» **Record extracts**
------------------------------
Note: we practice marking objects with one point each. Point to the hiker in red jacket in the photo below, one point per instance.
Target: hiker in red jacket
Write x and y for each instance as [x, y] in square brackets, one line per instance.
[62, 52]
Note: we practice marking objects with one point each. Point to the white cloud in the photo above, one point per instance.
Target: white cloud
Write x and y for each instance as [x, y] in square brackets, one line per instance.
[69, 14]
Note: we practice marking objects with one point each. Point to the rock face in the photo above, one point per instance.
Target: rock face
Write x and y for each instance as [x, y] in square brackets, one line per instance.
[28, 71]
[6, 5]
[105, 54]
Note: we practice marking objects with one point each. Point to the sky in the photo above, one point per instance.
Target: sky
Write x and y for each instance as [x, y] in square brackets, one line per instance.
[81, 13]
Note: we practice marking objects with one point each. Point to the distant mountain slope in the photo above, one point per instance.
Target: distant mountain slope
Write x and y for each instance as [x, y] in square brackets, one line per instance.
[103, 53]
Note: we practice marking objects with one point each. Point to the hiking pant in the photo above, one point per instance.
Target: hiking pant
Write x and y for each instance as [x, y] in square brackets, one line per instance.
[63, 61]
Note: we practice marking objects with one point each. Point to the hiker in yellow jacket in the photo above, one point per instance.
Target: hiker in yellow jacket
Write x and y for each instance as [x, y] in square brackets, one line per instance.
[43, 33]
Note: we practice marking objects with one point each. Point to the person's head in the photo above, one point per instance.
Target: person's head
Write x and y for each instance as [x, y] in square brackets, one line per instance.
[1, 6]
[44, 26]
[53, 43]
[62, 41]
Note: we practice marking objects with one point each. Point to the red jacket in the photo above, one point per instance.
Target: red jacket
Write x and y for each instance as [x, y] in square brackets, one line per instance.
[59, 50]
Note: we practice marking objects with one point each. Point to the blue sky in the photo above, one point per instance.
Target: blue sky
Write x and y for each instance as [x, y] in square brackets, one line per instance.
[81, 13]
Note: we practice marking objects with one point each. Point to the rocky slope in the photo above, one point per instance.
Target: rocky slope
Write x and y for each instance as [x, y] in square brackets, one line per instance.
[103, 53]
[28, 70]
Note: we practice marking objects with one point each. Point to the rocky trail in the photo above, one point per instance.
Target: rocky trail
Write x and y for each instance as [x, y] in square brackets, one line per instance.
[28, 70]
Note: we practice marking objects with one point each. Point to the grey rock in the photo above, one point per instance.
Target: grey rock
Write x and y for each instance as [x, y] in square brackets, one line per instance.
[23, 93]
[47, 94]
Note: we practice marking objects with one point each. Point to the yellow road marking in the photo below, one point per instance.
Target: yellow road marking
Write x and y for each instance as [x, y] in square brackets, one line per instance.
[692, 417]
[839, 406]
------------------------------
» **Exercise goal**
Print back all the lines verbatim.

» **Finished exercise**
Note: we practice marking objects with one point each. Point to the hiker in red jacket in the photo below, one point per instance.
Target: hiker in red jacket
Write x and y for each instance as [x, y] in square brackets, one line per instance.
[62, 52]
Note: we practice marking objects with one point each. Point to the white cloud in the photo above, one point per instance.
Target: white cloud
Write x and y for each instance as [x, y] in square brackets, one line per instance.
[69, 14]
Note: we practice marking objects with one point each. Point to the rock face in the photo above, one point per instance.
Target: rock face
Write x and y for each instance as [x, y] in square brackets, one line per instance.
[28, 71]
[6, 5]
[105, 54]
Note: we practice marking objects with one point each. Point to the sky in the photo above, one point per instance.
Target: sky
Write x and y for each instance as [x, y] in square brackets, one line per instance.
[81, 13]
Note: we practice marking objects with one point each. Point to the distant mountain slope in the photo above, one point per instance.
Target: distant mountain slope
Write x and y for each instance as [x, y] in square brackets, one line per instance.
[103, 53]
Note: we practice marking objects with one point each. Point to the hiking pant in the photo above, one point per instance.
Target: hiking pant
Write x and y for each instance as [x, y] in square brackets, one line per instance.
[63, 61]
Note: we practice marking objects with one point each. Point to the hiker in yellow jacket in the photo above, one point per instance.
Target: hiker in yellow jacket
Write x and y for each instance as [x, y] in square brackets, one line per instance.
[43, 33]
Note: we practice marking objects with one point each. Point to the person's head in the photo above, one point per instance.
Target: person's head
Write x and y for each instance as [x, y] in square brackets, one line per instance.
[1, 6]
[44, 26]
[53, 43]
[62, 41]
Note: we practice marking objects with one point each. Point to the red jacket in the photo above, one point per instance.
Target: red jacket
Write x and y for each instance as [x, y] in square brackets, one line per instance.
[59, 50]
Note: we practice marking objects with one point each. Point to the blue sky in the photo above, one point per instance.
Target: blue sky
Write x and y for each instance as [x, y] in square brackets, one line per instance.
[81, 13]
Note: we practice marking objects with one point each. Point to the rocky slope in the photo above, one point per instance.
Target: rocky slope
Write x and y for each instance as [x, y] in square brackets, one line per instance.
[103, 53]
[28, 70]
Note: we practice marking objects with one point each. Point to the rocky trail in the photo above, one point per instance.
Target: rocky trail
Write x and y for each instance as [x, y] in square brackets, one line per instance.
[28, 70]
Note: we practice marking objects with one point each. Point to the grey rock in the photo above, one point per instance.
Target: grey rock
Write x and y for each instance as [x, y] in square brackets, one line per instance.
[23, 93]
[47, 94]
Note: we practice marking objects with one point each. Point to the yellow road marking in the photo below, one point per instance.
Target: yellow road marking
Write x and y for each instance as [x, y] in square brackets, one line per instance.
[692, 417]
[839, 406]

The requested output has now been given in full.